TAREA:
Indica cuántas líneas de los registros contienen la palabra "dark", distinguiendo entre mayúsculas y minúsculas. Escribe únicamente el número.

REGISTROS DE DATOS:
┌──
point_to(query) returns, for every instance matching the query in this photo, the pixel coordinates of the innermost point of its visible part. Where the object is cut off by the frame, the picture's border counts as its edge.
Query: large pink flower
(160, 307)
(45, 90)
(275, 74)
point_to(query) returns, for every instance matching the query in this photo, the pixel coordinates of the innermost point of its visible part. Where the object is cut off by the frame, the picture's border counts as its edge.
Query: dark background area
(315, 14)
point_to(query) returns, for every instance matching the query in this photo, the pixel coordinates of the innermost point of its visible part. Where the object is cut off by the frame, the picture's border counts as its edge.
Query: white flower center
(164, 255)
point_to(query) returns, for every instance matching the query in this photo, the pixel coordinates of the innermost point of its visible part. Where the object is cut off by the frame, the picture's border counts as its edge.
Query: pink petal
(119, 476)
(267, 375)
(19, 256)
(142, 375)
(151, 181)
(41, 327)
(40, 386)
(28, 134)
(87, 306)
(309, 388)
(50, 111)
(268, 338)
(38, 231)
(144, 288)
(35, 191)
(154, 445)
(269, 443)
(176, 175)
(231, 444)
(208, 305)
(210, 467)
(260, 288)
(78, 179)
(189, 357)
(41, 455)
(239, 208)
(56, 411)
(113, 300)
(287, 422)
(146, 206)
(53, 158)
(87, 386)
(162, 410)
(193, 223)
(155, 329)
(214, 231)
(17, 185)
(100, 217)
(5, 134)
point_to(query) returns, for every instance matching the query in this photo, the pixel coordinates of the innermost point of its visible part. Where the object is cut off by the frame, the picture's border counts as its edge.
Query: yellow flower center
└──
┌──
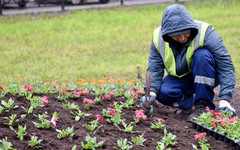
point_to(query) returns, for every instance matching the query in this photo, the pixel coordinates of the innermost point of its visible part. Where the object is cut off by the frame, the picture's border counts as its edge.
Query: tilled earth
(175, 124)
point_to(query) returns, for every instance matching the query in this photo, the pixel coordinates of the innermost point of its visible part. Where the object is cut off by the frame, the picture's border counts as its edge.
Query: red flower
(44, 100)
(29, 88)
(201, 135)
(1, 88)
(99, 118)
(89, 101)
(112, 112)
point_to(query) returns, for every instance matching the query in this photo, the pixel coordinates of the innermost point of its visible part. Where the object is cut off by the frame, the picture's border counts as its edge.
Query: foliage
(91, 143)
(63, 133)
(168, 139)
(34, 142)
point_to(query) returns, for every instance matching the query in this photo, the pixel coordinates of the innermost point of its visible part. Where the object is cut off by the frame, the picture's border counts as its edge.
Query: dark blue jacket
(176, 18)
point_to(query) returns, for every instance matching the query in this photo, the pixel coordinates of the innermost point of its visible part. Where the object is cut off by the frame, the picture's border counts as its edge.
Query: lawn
└──
RESPUESTA:
2